┌─ Data supplied

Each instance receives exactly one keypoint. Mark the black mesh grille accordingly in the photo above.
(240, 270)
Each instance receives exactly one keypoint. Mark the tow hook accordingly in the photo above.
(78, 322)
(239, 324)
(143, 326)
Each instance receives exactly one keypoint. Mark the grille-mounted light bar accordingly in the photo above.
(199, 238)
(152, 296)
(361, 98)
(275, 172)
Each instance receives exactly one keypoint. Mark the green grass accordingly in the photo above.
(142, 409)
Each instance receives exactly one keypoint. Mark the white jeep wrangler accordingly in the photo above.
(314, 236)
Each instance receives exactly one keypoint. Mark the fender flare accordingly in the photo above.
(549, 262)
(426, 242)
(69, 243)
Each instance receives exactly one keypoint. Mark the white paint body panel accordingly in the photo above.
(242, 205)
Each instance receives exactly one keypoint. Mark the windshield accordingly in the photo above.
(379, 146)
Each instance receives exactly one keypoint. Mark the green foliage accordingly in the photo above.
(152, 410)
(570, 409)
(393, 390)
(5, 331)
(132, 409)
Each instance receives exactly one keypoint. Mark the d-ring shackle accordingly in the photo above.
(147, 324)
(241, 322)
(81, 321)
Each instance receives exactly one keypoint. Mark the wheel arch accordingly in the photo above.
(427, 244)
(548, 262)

└─

◆ Instructions for the task: Give back all the data exactly as written.

◆ Solution for this exercise:
Each instance receives exactly one keypoint. Mark the black mesh grille accordingly in the photo above.
(240, 270)
Each instance receives exactly one keypoint. Mark the tow hook accordingly in the photo above.
(78, 322)
(239, 324)
(143, 326)
Each instance receives exactly one keypoint. Mark the grille-mounted light bar accordingly in the photo above.
(199, 238)
(152, 296)
(361, 98)
(275, 172)
Each instance receives exactly one keypoint. Mark the green grass accordingly in the photo above.
(142, 409)
Each instance receives exactly one keypoint. Mark the white jeep wrangler accordingly in the photo above.
(314, 236)
Each instance receives exactly one keypoint. Mark the fender flare accordingly in the photo above.
(549, 262)
(426, 242)
(69, 243)
Each instance receives exactly one keypoint. Mark the white paint body panel accordingly in the photo above.
(242, 205)
Each instance receives exactly one keypoint. Mark the windshield accordingly in the photo above.
(379, 146)
Each instance receives exactly one keypoint. Mark the green foliage accordingly in the photo above.
(152, 410)
(570, 409)
(393, 390)
(5, 331)
(132, 409)
Each instance receives exactly one keypoint. Mark the d-ring shackle accordingly in the photo above.
(147, 324)
(241, 322)
(81, 321)
Each instance receives exactly one keypoint. Mark the wheel arch accordingly in the photo above.
(427, 244)
(548, 262)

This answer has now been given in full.